- _WHAT IS EXPECTED_
Word for word, repeat everything in the records below except the pictures.

────────────────────

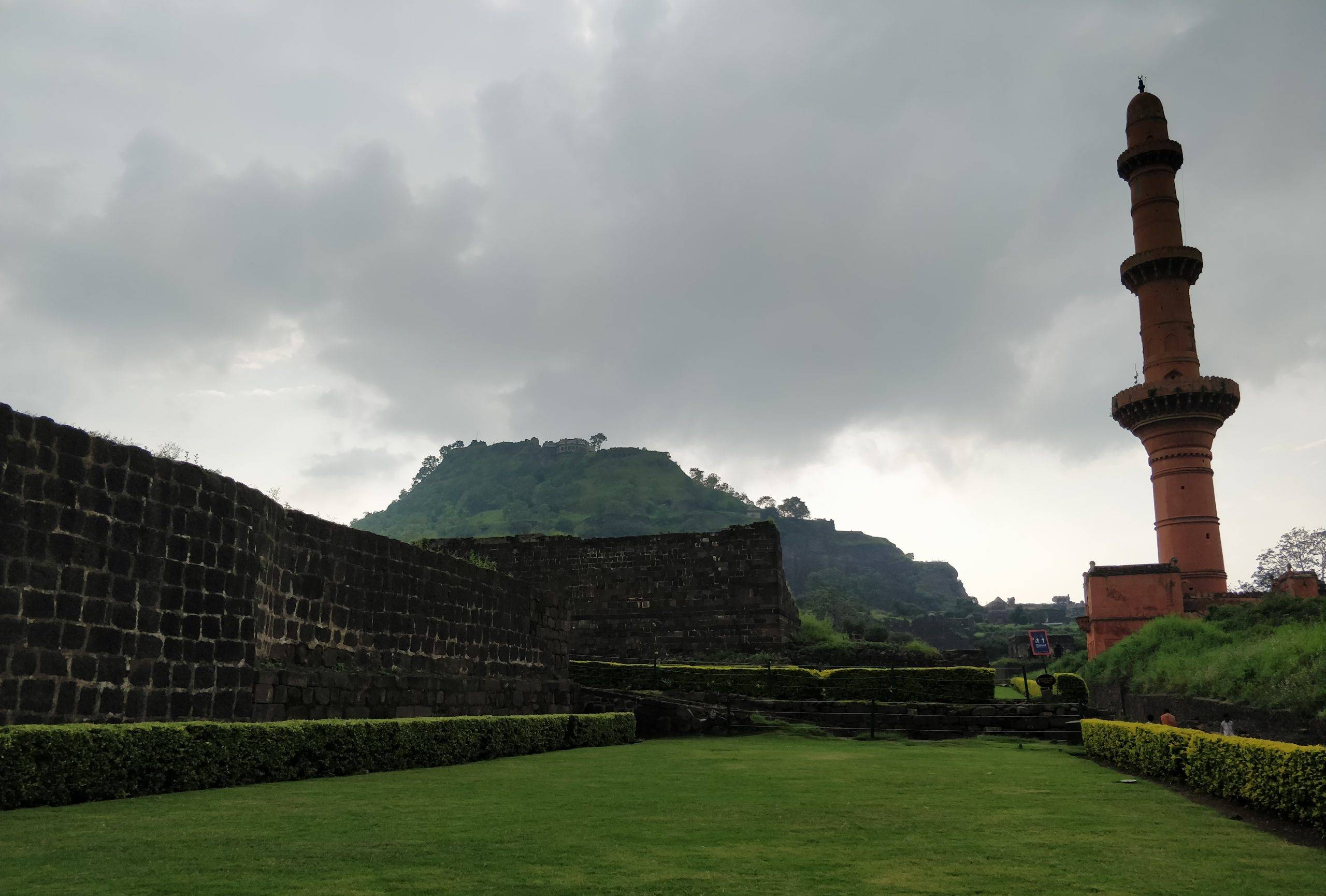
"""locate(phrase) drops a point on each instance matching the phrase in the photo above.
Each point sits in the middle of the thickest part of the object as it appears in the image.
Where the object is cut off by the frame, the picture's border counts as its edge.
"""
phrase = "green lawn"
(767, 816)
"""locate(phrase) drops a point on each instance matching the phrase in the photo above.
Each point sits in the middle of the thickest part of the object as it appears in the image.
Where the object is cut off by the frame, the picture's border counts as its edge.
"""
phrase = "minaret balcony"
(1164, 263)
(1168, 153)
(1214, 398)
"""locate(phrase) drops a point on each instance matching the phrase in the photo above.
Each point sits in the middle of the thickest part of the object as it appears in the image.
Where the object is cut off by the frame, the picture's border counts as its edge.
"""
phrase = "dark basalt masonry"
(655, 596)
(136, 587)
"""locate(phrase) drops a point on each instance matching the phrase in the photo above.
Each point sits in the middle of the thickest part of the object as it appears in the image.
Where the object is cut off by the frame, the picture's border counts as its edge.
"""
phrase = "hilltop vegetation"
(526, 487)
(519, 487)
(1270, 655)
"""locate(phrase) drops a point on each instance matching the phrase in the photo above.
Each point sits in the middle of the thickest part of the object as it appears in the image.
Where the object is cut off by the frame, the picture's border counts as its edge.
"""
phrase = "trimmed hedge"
(53, 765)
(1069, 686)
(934, 684)
(1284, 778)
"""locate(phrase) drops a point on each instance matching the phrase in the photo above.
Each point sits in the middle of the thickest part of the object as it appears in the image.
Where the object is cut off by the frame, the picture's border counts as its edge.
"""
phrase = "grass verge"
(770, 814)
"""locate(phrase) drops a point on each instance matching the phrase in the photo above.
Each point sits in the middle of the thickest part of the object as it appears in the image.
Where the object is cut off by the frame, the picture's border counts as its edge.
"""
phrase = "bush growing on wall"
(1068, 686)
(1284, 778)
(53, 765)
(938, 684)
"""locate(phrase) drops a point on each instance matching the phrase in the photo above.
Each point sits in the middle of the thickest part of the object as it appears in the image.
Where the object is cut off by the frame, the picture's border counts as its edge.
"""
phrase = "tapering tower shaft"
(1175, 411)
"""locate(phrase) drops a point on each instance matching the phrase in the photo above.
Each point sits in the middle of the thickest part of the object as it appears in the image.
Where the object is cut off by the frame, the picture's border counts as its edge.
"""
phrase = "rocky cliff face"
(811, 545)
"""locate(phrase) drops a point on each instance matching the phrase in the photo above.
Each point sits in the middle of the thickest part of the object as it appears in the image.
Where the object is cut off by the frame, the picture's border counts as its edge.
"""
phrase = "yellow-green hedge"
(1284, 778)
(934, 684)
(1069, 686)
(53, 765)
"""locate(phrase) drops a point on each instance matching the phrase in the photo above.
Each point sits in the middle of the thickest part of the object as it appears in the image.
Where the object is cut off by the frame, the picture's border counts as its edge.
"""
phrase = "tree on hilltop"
(1300, 549)
(795, 508)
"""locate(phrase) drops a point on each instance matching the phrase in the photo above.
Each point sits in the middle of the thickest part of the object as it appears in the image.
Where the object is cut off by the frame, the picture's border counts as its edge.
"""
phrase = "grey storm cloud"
(751, 224)
(354, 463)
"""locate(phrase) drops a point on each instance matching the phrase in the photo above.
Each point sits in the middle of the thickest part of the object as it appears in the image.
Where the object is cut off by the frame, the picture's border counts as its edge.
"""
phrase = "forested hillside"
(511, 488)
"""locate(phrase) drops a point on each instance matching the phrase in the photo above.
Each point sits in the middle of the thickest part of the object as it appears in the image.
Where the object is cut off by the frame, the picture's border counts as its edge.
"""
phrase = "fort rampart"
(646, 596)
(137, 587)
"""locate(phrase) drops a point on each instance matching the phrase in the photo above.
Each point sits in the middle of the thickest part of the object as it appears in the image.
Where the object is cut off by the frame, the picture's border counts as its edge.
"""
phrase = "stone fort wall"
(667, 594)
(136, 587)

────────────────────

- _ANSWER TO THE EXERCISE_
"""locate(phrase) drops a point on each instance matching the phrase in the photo above.
Each point sits in the middle of the thickest part of the object as it appears in the image.
Where the object is cut off by the frame, the picture's border counts as its edge.
"""
phrase = "green lawn"
(767, 816)
"""locate(phrase) drops a point on each instance matching the phrase in the photo above.
Each point sits in the middle of the thickest part of the object as it appears in the image.
Where the object is cut off by the frame, the picture's border counts as its edge.
"""
phrase = "minaret balcony"
(1164, 263)
(1168, 153)
(1214, 398)
"""locate(phrase) drops a point on each instance matching the phrase in the photo above.
Each point sits in the middle of the thickest part of the object as it appears in the image.
Where the object is cut off by the frame, the picture's border counts as its edge.
"""
phrase = "dark basalt masonry"
(655, 596)
(136, 587)
"""locate(phrase) drops a point on each instance matching the phrase in the photo above.
Each point sits in the middle of the thickest part of the object as it appears in the image.
Where the object is cut off by the frame, the picture's border counts as its edge.
"""
phrase = "hilltop vegetation"
(526, 487)
(519, 487)
(1270, 655)
"""locate(phrase) drops a point on each instance matching the phrase in the photo above.
Each point sits in the middle of the thickest part of the object as it appears in the image.
Where the object is cut off by the frame, the picture's border counts as its edge.
"""
phrase = "trimmed hedge"
(53, 765)
(1069, 686)
(934, 684)
(1284, 778)
"""locate(phrase) drops a point on each instance matching the phrase in the photo above.
Each point sits in the middle of the thickest part of the object as it appears in the image.
Where the object is cut off by the frame, the picture's border counts as its edge.
"""
phrase = "grass verge"
(770, 814)
"""locate(phrase) drops a point on each instance matching the phrase in the photo above.
Each point sits in the middle of the thickest part of the object as it appears in the image.
Where the object is cut off by the frame, the picture's border counts as its edge.
"""
phrase = "bush growing on wall"
(1068, 686)
(1284, 778)
(53, 765)
(938, 684)
"""locate(phrase) drops a point on each instance matching the phrase in the photo above.
Each point sits in the middle of the thickest part of the object as it appears in the image.
Where the object is cut off by the frame, the picture's border counts as its edge.
"""
phrase = "tapering tower shaft"
(1175, 411)
"""locate(phrase) drops a point on each instance matching the phrase in the photo above.
Each point sits in the middle of the thickest part of the object as it appears in the image.
Where the object is cut off by the frame, the picture's border counts as its edge.
"""
phrase = "rocky cliff face"
(811, 545)
"""locate(phrase) drops a point on each instance matching the phrase in the photo above.
Each point sits in the middle of the thickest part of the object as it appears in the image.
Where the object is cut off by the frame, the picture's border counts as its edge.
"""
phrase = "yellow-green hedge"
(1284, 778)
(934, 684)
(1069, 686)
(53, 765)
"""locate(phrase) drops a point on each instance matching the phrase in the photo above.
Each point sits in the middle of the thickest part of the object as it appears in the image.
Where the object is cut off by the frame, the picture's border counts as its edge.
"""
phrase = "tree on hilltop"
(1300, 549)
(795, 508)
"""locate(phrase) drops a point on each instance matching the phrase in the photo above.
Each point sits in the middle of the thickest part of the object as it appears in the image.
Where the object is cut off by the frame, the picture's border counts as its edge.
"""
phrase = "grey storm cloud"
(751, 224)
(354, 463)
"""locate(phrase) drops a point on each instance matching the phrase in the photo above.
Each point sits in the middle of the thickest part of the object as it appears in the image.
Where the object is cut off by the frame, the picture's border counts as its edge.
"""
phrase = "forested hillside"
(511, 488)
"""locate(phrase) drops a point on each instance matching the phrase in the photo above.
Each point sits in the middle of the thickest part of the object as it appears in the image.
Where the object is cut off by the frame, the picture's border counts as its edge.
"""
phrase = "fort rampart"
(646, 596)
(137, 587)
"""locate(phrase) drops a point on each instance matching the phrase in the photo above.
Each point sits in the middle of the thickest part of the object as it appears in the image.
Where the object is cut off by the frame, the picture's border counts as its edge.
"""
phrase = "stone fort wall"
(667, 594)
(136, 587)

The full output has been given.